─── EXTRACT
Did you ever watch your child getting ready for bed and wonder, Is this all normal?
Maybe it’s the one more drink ritual, or your child needing to be tucked in “just so” that has you wondering. How about that bedtime story you need to read every single night, twice through, with voices?
Or if bedtime is uneventful in your house, can you recall parts of your own childhood bedtime routine? Did you ask your dad to cut an apple into tiny chunks as a snack each night? Did you go to the bathroom three times in a row every single night? As your mom pulled the covers up to your chin—no lower and no higher than precisely the tip of your chin—did you request a medley of songs to be sung in exactly the same order without skipping a single note?
Are those signs of OCD or just normal kid behavior? Did we all have OCD growing up and then find ourselves miraculously cured with age?
Mealtime can raise just as many questions.
Two identical pieces of chicken: one is utterly rejected and can’t be within six feet of your son’s plate, while the other is devoured to the last bite. Each piece looks and tastes identical—prepared in the same pan with the same ingredients—but some of our little guys and girls have supersonic sensors that can scan that chicken for irregularities. Are those OCD-sensors, or normal-kid sensors?
If you spotted these behaviors in an adult, you’d be dialing your friendly neighborhood therapist. That adult would benefit from counseling and perhaps a diagnosis. But is it as clear-cut in a kid?
We know that only one to three percent of children are diagnosed with OCD, yet a great deal more display similar bedtime and food ritual behaviors. Are they undiagnosed, or just kids being kids?
What Is OCD?
Let’s summarize what OCD or obsessive-compulsive disorder really is.
An obsession is an unwanted or intrusive thought or image. This obsession creates a tremendous discomfort and thus a compulsion, or ritual, is performed to neutralize the obsession.
The OCD sufferer acts out the compulsion, which appears to temporarily “tame” the obsession. In reality, the obsession is strengthened and returns with a vengeance. The person with OCD is tricked into a vicious, painful cycle of obsessions and compulsions that intensifies as time goes on.
The first clue in identifying OCD is that almost always the purpose of the compulsion is to alleviate the discomfort of anxiety generated by the obsession. This distinction is not always easy to make but is crucial when getting an accurate diagnosis.
Normal childhood development, however, is quite different. Kids thrive on routine and consistency and have a natural need for security. These three ingredients of routine, consistency, and needing security often result in some of the common childhood repetitive rituals we’ve become all too familiar with.
──────
─── RECORDS SUPPLIED
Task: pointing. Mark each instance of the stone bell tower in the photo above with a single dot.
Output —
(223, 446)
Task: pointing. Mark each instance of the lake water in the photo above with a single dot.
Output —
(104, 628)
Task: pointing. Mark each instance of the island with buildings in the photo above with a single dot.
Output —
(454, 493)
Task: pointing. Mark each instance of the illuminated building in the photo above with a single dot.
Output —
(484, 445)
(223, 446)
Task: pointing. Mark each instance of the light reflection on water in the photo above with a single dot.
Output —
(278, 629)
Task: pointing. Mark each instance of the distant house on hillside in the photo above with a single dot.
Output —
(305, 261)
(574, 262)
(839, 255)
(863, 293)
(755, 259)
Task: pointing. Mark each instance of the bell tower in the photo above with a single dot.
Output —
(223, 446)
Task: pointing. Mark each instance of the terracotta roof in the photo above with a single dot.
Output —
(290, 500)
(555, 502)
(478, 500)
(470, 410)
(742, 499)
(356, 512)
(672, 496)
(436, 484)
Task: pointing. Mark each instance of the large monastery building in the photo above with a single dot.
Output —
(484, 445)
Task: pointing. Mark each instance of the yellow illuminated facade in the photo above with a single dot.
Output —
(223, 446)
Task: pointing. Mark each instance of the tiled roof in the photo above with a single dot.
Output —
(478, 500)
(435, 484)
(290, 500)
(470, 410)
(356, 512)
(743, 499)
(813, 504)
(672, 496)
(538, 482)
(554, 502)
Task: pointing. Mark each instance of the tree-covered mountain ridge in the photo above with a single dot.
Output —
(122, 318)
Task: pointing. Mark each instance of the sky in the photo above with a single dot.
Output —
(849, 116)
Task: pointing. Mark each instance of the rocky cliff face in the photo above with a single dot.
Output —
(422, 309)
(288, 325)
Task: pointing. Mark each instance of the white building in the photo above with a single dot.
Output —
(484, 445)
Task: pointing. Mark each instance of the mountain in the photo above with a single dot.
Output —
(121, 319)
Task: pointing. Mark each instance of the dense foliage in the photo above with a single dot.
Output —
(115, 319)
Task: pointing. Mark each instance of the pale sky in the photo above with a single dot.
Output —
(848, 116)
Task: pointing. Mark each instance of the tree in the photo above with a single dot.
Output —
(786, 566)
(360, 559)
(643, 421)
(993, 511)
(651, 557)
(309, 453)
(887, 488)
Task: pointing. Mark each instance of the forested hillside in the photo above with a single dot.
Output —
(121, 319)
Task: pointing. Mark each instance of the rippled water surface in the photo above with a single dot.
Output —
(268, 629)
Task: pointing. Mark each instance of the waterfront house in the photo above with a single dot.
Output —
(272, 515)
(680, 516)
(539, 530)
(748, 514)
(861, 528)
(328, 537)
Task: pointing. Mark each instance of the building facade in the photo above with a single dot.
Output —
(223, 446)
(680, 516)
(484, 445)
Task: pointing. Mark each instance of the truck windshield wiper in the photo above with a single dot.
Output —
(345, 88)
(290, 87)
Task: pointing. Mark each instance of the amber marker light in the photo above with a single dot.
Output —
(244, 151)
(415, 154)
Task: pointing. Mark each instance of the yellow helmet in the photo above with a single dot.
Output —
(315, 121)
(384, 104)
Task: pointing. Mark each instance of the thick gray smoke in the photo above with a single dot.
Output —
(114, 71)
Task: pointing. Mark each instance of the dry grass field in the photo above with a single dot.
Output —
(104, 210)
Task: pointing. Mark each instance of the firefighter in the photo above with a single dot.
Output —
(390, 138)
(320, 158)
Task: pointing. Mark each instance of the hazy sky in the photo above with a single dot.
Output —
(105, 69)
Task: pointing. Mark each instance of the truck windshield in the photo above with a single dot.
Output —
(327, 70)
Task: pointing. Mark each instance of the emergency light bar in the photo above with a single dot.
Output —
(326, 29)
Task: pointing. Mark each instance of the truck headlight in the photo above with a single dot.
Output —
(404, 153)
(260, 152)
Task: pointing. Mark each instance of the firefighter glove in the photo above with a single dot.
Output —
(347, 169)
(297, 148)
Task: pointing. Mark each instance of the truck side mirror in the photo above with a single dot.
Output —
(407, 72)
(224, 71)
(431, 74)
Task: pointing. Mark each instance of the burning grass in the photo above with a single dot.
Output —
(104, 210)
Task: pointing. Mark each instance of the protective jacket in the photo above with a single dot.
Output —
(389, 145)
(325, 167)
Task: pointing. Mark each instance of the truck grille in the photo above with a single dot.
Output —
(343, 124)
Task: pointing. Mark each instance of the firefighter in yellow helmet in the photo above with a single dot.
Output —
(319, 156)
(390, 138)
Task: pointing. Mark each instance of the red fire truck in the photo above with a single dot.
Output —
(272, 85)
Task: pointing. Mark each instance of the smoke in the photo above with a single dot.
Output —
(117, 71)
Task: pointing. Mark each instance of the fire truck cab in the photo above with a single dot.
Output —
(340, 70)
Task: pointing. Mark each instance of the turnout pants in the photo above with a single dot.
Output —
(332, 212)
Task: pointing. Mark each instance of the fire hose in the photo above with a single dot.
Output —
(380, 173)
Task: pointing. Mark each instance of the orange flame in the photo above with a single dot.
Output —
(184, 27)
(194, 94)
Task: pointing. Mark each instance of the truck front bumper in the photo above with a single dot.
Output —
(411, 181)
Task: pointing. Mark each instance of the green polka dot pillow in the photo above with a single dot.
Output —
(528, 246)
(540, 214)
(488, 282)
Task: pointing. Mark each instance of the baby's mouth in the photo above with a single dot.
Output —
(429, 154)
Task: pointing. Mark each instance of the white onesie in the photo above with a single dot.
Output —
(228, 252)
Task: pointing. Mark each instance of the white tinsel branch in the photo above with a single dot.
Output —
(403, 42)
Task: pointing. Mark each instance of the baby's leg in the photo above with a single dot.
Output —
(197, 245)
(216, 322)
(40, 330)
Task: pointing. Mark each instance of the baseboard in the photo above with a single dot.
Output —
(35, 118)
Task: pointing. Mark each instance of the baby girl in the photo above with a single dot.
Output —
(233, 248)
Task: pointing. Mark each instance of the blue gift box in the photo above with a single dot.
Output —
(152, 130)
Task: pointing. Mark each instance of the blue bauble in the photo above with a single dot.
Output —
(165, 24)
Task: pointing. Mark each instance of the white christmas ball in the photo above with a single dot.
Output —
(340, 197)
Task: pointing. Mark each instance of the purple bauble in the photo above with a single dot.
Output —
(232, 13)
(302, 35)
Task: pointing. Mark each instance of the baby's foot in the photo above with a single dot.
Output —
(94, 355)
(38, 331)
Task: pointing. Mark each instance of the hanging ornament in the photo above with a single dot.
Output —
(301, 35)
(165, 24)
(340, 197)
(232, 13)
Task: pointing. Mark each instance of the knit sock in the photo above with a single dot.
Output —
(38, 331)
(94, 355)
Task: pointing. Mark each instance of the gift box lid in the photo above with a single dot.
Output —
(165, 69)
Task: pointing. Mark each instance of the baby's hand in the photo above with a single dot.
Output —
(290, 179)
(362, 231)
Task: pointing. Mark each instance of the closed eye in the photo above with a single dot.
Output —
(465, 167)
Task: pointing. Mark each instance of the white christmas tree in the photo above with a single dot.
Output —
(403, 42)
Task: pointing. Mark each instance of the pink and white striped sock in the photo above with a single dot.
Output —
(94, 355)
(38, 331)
──────
> [WHAT TO WORK ON]: Extend the article above on children's rituals and OCD, picking up right after its final sentence.

> [SOLVED PROBLEM]:
Security for Healthy Children
When a child needs one more drink, one more trip to the bathroom, one more time through that favorite story, or one more rendition of his favorite medley of songs, he’s most likely not trying to alleviate discomfort and anxiety—he’s just relaxing into the familiarity of routine. You’re helping him flourish by creating consistency, night after night. Your song and your story—even an apple cut into tiny pieces for one last bedtime snack—offer security to a healthy child in his formative stages.
The mealtime panic over that inferior piece of chicken is probably not flowing from an unwanted, intrusive thought or image, as the OCD-sufferer would be facing. Instead, that moment of chicken-panic can simply remind you that some kids are much more attentive to detail than adults are—your daughter may have spotted a bigger-than-expected clump of spices on the piece you offered her. That’s all. If she didn’t repeat the behavior when you gave her the other piece, she probably doesn’t have obsessive behavior that needs professional supervision and diagnosis. Try serving her a big scoop of rice instead, and instead of fretting about the chicken simply relax and have fun around the table. Every family benefits from a moment of warmth and laughter!
So next time your child refuses any other blanket than his old threadbare blanket that looks like Swiss cheese, trust that it’s probably just that need for security—instead of leaping to an assumption he’s got OCD, think back fondly to your own special blankie. You had one, didn’t you? And then you can hum the little medley to your child that your mom sang to you. It might offer you both a moment of comfort, just as it did when you were little.
Routine vs Rituals
Here are some key differences when assessing if your child’s behaviors are “normal” or in need of professional diagnosis:
- OCD manifests in the context of anxiety and distress. Normal childhood rituals are more comfort- and security-based
- OCD usually continues to spiral and isn’t “satisfied” with one consistent ritual. Be concerned if you notice that your child’s routines seem to grow or change in intensity.
- Normal childhood development can include repetitive behaviors, but take a closer look if those behaviors become more repetitious or if they are excessive in repetition
- Childhood development is broken down in stages, as the child ages and new stages are reached most of those concerning behaviors decrease. Keep watch If your child’s behaviors are not diminishing as he or she ages.